Brano riportato:
※
13 Maggio 2025
I PROSSIMI REFERENDUM
La storia del passato

Con l’approssimarsi del voto referendario del prossimo giugno vale la pena ricordare qualche precedente.
Dal 1946 a oggi ci sono state 23 tornate elettorali referendarie cioè in pratica una ogni 3 anni, per un totale di 4 quesiti costituzionali, 1 di indirizzo, 1 istituzionale e 72 abrogativi. Alcuni di questi referendum hanno segnato la storia politico culturale del paese altri sono stati presto dimenticati indipendentemente dalla rilevanza del quesito. Decine sono stati i referendum proposti ma che non sono stati ammessi o non hanno raggiunto il numero sufficiente delle firme.
I referendum abrogativi prevedono per la validità il quorum (partecipazione alla votazione della maggioranza degli aventi diritto), i referendum costituzionali, istituzionali e di indirizzo non prevedono il quorum.
※
Elenco dei record:
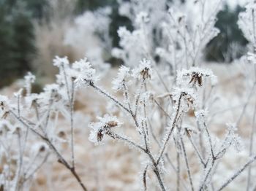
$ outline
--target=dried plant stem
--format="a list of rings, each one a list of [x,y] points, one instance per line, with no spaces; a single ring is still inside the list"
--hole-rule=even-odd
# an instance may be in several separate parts
[[[78,181],[78,182],[79,183],[79,184],[80,185],[80,187],[83,188],[83,190],[86,191],[87,189],[86,187],[86,186],[83,184],[83,183],[82,182],[80,176],[78,176],[78,174],[77,174],[75,169],[71,166],[67,161],[64,158],[64,157],[59,152],[59,151],[57,150],[57,149],[55,147],[55,146],[53,144],[53,143],[50,141],[50,140],[45,136],[41,135],[39,133],[38,133],[37,131],[36,131],[31,126],[30,126],[29,125],[28,125],[26,122],[25,122],[20,117],[18,117],[18,116],[17,116],[17,114],[15,113],[14,113],[12,111],[10,111],[10,112],[11,114],[12,114],[12,115],[18,120],[20,121],[25,127],[26,127],[28,129],[29,129],[30,130],[31,130],[34,133],[35,133],[37,136],[38,136],[41,139],[42,139],[43,141],[45,141],[48,145],[49,146],[49,147],[53,151],[53,152],[56,154],[56,155],[57,156],[58,159],[59,159],[59,162],[61,164],[63,164],[68,170],[69,170],[69,171],[72,173],[72,174],[74,176],[74,177],[76,179],[76,180]]]
[[[181,160],[179,152],[177,151],[177,191],[180,190],[181,180]]]
[[[191,176],[190,168],[189,168],[189,162],[188,162],[186,148],[185,148],[184,142],[183,141],[183,138],[182,138],[182,136],[181,134],[180,130],[179,130],[179,137],[180,137],[180,141],[181,141],[181,149],[182,149],[183,155],[184,156],[184,159],[185,159],[185,162],[186,162],[187,171],[187,174],[189,176],[191,190],[194,191],[195,190],[194,185],[193,185],[193,182],[192,182],[192,176]]]
[[[74,152],[74,81],[72,80],[71,84],[71,97],[70,97],[70,130],[71,130],[71,157],[72,157],[72,166],[75,168],[75,152]]]
[[[198,158],[200,159],[200,162],[202,163],[202,165],[204,167],[206,167],[206,163],[204,162],[204,160],[203,159],[203,157],[202,157],[201,154],[200,153],[197,147],[195,146],[195,142],[193,141],[193,139],[191,137],[190,135],[188,136],[188,138],[189,138],[189,140],[191,144],[193,146],[193,148],[195,150],[195,152],[197,153],[197,155]]]
[[[177,108],[177,110],[176,110],[176,115],[175,115],[175,117],[174,117],[174,120],[173,120],[173,122],[170,128],[170,130],[169,132],[167,133],[167,136],[166,138],[166,139],[164,141],[164,144],[162,146],[162,148],[160,149],[160,152],[159,152],[159,155],[157,157],[157,164],[158,165],[159,161],[160,161],[160,159],[165,152],[165,149],[166,148],[166,146],[167,146],[167,144],[170,138],[170,136],[173,131],[173,129],[176,125],[176,122],[177,122],[177,120],[178,120],[178,113],[179,113],[179,110],[180,110],[180,107],[181,107],[181,97],[182,97],[182,95],[181,94],[180,96],[179,96],[179,98],[178,98],[178,108]]]
[[[147,190],[147,170],[148,170],[148,165],[146,165],[145,168],[145,170],[143,171],[143,186],[144,186],[144,190]]]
※
Compiti:
1. Estrai dal brano sui referendum il passo che inizia con "13 Maggio 2025" e termina con "ricordare qualche precedente.", riportandolo parola per parola.
2. Secondo il brano sui referendum, quanti quesiti abrogativi sono stati sottoposti al voto dal 1946 a oggi?
I record costituiscono materiale a sé, distinto dal brano.

Soluzioni dell'esercizio:
1.
13 Maggio 2025
I PROSSIMI REFERENDUM
La storia del passato

Con l’approssimarsi del voto referendario del prossimo giugno vale la pena ricordare qualche precedente.

2. 72 quesiti abrogativi.